▸ **Apply what you read**
- a) Quote the passage on the T4 bacteriophage word for word, from "The T4 virion" up to and including "complete virus particle.".
- b) Continue the passage on the T4 bacteriophage from the point where it stops.

▸ **Text shown**
★ ★ ★

The Structure of the T4 Bacteriophage

Bacteriophage T4 is a type of virus that infects Escherichia coli and related bacteria. It is a member of the Myoviridae family, a group known for its complex and contractile tails. As one of the most studied viruses, T4 serves as a model organism for understanding viral assembly and infection. Its structure is composed of proteins that self-assemble into a functional particle, allowing the virus to protect its genome and efficiently deliver it into a host cell.

The Main Components of T4

The T4 virion has a structure often compared to a lunar lander, which can be divided into three main sections: a head, a tail, and tail fibers. The head, or capsid, is an elongated structure housing the virus’s genetic material. It connects to a cylindrical tail that acts as a conduit for DNA delivery, which ends in a hexagonal baseplate where six long tail fibers extend. These components are assembled independently within the host bacterium before they are joined together to form the complete virus particle.

★ ★ ★

▸ **Information given**
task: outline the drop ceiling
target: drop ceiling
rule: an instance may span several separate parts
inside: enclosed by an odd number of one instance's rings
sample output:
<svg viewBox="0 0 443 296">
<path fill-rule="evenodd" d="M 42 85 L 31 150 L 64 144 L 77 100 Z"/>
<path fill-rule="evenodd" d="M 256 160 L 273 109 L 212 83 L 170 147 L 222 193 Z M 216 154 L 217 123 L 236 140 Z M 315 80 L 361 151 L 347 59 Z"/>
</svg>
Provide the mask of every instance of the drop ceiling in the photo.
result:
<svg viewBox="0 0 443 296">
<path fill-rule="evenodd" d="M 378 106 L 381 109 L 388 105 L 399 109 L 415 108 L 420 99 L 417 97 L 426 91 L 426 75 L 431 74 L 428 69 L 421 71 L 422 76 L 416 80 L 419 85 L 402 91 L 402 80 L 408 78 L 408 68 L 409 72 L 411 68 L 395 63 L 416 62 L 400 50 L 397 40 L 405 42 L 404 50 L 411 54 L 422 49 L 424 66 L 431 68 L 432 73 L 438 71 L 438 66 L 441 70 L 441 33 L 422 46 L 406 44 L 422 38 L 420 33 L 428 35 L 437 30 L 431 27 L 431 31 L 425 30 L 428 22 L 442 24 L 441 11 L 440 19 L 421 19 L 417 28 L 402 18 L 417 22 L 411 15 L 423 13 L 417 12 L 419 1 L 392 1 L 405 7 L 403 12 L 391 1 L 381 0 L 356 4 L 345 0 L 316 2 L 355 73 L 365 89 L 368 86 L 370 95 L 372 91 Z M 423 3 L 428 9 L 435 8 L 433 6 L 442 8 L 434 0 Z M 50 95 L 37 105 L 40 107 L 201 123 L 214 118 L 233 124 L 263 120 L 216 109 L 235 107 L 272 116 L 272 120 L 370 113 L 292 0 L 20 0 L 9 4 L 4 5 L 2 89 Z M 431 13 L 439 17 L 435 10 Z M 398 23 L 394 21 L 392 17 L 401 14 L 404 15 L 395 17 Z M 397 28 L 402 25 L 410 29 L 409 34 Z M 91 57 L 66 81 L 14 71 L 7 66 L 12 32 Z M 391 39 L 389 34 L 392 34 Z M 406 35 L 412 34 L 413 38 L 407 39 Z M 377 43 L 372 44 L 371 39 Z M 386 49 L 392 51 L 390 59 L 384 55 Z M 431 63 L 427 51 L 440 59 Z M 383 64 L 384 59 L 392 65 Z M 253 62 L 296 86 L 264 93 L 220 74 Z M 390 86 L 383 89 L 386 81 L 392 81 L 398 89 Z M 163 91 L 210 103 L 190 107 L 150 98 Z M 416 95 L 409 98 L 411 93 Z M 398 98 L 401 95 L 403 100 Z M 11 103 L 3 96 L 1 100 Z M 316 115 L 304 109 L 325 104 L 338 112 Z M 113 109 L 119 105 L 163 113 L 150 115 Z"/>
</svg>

★ ★ ★

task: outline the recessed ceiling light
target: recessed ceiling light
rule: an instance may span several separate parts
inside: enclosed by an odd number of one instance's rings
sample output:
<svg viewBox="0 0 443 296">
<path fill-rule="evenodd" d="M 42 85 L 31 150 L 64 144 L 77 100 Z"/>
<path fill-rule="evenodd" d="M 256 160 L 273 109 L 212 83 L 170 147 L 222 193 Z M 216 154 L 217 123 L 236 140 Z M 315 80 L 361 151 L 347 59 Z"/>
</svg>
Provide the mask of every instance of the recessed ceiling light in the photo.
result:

★ ★ ★

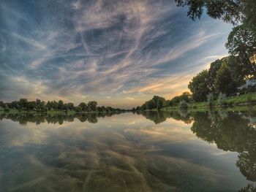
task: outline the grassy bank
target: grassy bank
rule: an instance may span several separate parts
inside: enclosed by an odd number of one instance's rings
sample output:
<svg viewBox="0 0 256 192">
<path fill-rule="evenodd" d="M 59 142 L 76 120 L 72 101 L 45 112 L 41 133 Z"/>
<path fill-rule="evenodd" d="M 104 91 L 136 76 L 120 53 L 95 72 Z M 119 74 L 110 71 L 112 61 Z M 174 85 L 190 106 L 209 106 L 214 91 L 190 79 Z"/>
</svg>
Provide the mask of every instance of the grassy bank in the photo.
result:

★ ★ ★

▸ **Answers for this exercise**
- a)
The T4 virion has a structure often compared to a lunar lander, which can be divided into three main sections: a head, a tail, and tail fibers. The head, or capsid, is an elongated structure housing the virus’s genetic material. It connects to a cylindrical tail that acts as a conduit for DNA delivery, which ends in a hexagonal baseplate where six long tail fibers extend. These components are assembled independently within the host bacterium before they are joined together to form the complete virus particle.

- b)
The Head and Its Genetic Cargo

The head of the T4 bacteriophage is a protein shell, or capsid, that protects the viral genome. Its specific shape is a prolate icosahedron, which resembles a 20-sided die that has been stretched along one of its axes. This structure is composed of multiple copies of several proteins, primarily the major capsid protein gp23, which forms the main hexagonal lattice of the capsid surface. Eleven of the twelve vertices are made of a pentameric arrangement of the protein gp24.

Inside the capsid is the virus’s genome, a single, linear molecule of double-stranded DNA (dsDNA) that is approximately 171,000 base pairs long. The DNA is packed into the head under extreme pressure, reaching about 25 atmospheres, which is many times greater than the pressure inside a champagne bottle. This dense packing is accomplished by a molecular motor that forces the DNA into the pre-formed capsid shell during assembly.

The capsid is stable, capable of withstanding this internal force due to the extensive interactions between its protein subunits. The twelfth vertex of the head is unique, containing a portal protein structure made of gp20. This portal serves as the entry and exit point for the DNA and as the attachment site for the tail.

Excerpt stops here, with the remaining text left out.